*Exercise objective*:
Gather every line in the entries below that contains the string "roof", copying each one in full. Case counts.

*Extracted data*:
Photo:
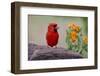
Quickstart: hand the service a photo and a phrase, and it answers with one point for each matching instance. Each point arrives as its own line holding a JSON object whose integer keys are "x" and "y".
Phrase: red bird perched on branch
{"x": 52, "y": 35}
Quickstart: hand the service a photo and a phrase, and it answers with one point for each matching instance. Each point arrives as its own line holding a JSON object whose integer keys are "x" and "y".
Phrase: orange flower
{"x": 85, "y": 39}
{"x": 73, "y": 36}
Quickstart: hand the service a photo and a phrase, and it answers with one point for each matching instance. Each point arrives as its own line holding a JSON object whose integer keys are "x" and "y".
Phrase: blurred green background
{"x": 37, "y": 27}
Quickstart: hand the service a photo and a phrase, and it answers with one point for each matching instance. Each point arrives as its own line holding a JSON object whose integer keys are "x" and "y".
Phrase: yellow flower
{"x": 74, "y": 27}
{"x": 73, "y": 36}
{"x": 85, "y": 39}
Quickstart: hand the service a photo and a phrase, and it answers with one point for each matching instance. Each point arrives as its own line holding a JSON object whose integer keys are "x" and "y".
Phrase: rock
{"x": 38, "y": 52}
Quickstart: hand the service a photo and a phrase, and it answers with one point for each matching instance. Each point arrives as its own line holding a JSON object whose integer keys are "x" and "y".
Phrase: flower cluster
{"x": 76, "y": 40}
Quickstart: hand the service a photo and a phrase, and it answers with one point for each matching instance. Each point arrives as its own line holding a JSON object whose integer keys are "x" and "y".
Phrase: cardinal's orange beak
{"x": 57, "y": 27}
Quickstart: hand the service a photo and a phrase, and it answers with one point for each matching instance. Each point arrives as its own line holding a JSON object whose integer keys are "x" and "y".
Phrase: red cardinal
{"x": 52, "y": 35}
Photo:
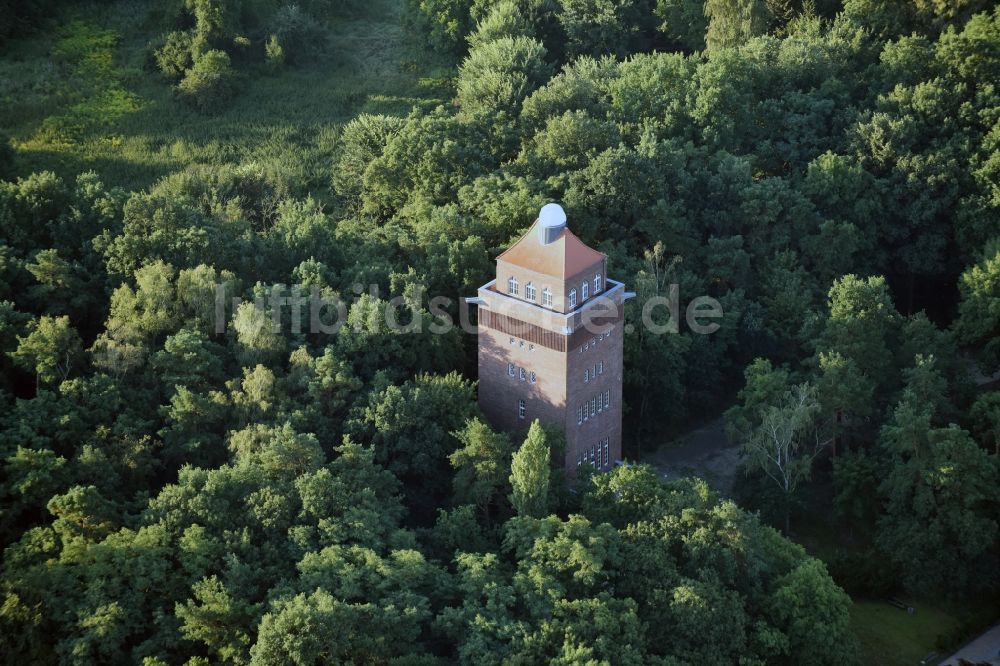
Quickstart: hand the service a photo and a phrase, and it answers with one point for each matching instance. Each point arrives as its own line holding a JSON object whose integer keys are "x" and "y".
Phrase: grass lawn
{"x": 77, "y": 97}
{"x": 889, "y": 636}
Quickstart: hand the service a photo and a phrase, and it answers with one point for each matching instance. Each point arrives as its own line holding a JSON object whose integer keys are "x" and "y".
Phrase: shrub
{"x": 210, "y": 82}
{"x": 504, "y": 20}
{"x": 174, "y": 57}
{"x": 498, "y": 75}
{"x": 273, "y": 52}
{"x": 364, "y": 139}
{"x": 298, "y": 35}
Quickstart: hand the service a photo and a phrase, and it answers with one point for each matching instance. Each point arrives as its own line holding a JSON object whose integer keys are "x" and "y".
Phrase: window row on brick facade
{"x": 598, "y": 457}
{"x": 593, "y": 341}
{"x": 591, "y": 408}
{"x": 520, "y": 343}
{"x": 592, "y": 373}
{"x": 521, "y": 373}
{"x": 530, "y": 291}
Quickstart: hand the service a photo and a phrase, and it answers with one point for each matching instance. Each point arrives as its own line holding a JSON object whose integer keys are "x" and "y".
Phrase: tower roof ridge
{"x": 562, "y": 258}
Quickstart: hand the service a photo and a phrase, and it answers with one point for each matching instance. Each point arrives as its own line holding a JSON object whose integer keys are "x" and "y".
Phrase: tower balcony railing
{"x": 595, "y": 311}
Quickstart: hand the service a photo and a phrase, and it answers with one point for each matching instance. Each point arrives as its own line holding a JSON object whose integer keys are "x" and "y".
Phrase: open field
{"x": 78, "y": 97}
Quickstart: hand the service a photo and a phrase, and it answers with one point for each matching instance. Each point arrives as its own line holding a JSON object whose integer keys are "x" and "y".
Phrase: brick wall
{"x": 559, "y": 389}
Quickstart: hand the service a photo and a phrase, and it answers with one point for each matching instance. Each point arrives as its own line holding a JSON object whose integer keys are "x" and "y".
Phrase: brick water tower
{"x": 550, "y": 342}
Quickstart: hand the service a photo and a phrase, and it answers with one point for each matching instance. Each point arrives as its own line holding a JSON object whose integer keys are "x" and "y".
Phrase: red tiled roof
{"x": 562, "y": 258}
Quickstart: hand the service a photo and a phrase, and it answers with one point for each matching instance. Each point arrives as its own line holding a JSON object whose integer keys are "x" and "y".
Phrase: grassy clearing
{"x": 889, "y": 636}
{"x": 79, "y": 98}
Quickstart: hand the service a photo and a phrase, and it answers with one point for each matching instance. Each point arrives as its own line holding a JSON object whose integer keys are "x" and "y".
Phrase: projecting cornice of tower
{"x": 550, "y": 248}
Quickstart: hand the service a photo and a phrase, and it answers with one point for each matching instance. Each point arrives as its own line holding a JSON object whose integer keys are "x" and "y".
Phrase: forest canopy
{"x": 829, "y": 172}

*Answer to the task*:
Phrase: tower roof ridge
Phrase: red tiled roof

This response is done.